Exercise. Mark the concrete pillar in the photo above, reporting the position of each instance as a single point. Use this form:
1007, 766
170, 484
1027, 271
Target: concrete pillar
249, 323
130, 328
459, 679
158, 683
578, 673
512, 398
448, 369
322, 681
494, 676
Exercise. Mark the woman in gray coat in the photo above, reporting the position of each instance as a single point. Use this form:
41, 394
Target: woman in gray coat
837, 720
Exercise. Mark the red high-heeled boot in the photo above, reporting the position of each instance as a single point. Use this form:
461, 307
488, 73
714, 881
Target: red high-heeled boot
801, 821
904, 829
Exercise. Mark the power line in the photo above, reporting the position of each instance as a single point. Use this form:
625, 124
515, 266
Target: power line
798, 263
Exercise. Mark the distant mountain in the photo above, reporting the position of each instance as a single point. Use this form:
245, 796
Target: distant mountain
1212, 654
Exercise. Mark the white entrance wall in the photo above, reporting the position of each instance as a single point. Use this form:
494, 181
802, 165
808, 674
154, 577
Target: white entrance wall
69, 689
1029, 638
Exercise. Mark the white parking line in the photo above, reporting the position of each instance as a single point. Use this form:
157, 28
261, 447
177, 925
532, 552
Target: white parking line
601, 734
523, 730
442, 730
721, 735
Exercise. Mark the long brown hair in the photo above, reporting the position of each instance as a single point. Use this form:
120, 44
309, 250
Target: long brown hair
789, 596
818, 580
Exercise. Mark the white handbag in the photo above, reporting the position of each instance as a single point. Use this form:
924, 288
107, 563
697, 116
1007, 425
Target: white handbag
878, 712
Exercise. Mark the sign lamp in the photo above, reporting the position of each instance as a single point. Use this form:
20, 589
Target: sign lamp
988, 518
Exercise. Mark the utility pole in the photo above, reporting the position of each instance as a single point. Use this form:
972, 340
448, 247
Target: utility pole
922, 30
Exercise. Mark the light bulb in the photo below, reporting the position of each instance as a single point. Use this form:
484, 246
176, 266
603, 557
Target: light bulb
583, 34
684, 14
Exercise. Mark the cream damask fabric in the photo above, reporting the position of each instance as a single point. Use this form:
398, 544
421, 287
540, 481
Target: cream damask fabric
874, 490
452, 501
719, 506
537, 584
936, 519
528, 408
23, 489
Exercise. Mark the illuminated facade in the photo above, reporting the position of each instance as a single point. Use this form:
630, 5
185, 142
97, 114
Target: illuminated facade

> TASK REQUIREMENTS: Look above for the line containing "Exercise. Mark the illuminated". Return it and each line after it exactly, through the last line, and nothing more.

> FINISHED TASK:
Exercise. Mark the illuminated facade in the photo above, reporting the position of each instance as a single point. Use this form:
630, 5
185, 142
97, 114
Target: illuminated facade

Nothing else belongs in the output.